* [Stored items from a collection]:

= = = = =

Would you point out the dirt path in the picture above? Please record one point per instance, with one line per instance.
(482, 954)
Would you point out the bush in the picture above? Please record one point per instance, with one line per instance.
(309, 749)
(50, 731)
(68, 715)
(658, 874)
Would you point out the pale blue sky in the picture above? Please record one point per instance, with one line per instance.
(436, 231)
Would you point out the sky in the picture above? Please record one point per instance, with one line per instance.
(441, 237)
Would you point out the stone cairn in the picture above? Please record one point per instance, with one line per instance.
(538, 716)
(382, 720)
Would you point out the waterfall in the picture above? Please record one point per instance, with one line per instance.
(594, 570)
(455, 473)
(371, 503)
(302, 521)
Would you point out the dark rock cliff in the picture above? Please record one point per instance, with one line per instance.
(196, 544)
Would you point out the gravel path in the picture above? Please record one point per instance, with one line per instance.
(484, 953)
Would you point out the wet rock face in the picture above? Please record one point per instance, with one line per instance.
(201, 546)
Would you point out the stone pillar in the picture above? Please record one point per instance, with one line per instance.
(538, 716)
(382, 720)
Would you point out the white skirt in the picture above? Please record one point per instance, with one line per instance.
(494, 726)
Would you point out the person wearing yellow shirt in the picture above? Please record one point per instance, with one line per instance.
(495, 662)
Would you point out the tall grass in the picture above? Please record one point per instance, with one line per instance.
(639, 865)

= = = = =

All of the records above are to be copied exactly.

Would you point out the dirt path in the picture above? Please record one point per instance, with one line per instance.
(482, 954)
Would you point out the bush in the picture above? Please record one point per instance, with one line per instance.
(309, 749)
(50, 731)
(68, 715)
(658, 874)
Would you point out the pale blue sky in the picture above? Please record one point per instance, with one line per instance.
(436, 231)
Would you point out the sky in the picture above? Please record one point per instance, with one line per instance.
(441, 237)
Would you point out the stone cairn in the picture above? Please record one point per instance, with one line per instance.
(538, 716)
(382, 720)
Would you point out the waterfall in the picture above? Please record one point per instance, with one line per instance.
(594, 570)
(455, 473)
(371, 503)
(302, 521)
Would you point out the dark rock cliff in the picture above? Please record one point per instance, with one line per instance.
(196, 544)
Would you point out the gravel path in the picture above? Please record one point per instance, with one line per instance.
(484, 953)
Would you point out the wet rock face in the picture above? Please record one point per instance, with one line per instance.
(201, 546)
Would you point out the stone pillar in the picture above? Please record one point per instance, with one line per instance.
(538, 716)
(382, 720)
Would you point out the white skirt in the picture above? Please record one point per instance, with one line per instance.
(494, 726)
Would you point out the person wearing yellow shirt in the picture above? Please record one point per instance, with one line per instance.
(495, 662)
Would you point out the tall grass in the picture above? Please record one point per instance, with one line per instance.
(639, 865)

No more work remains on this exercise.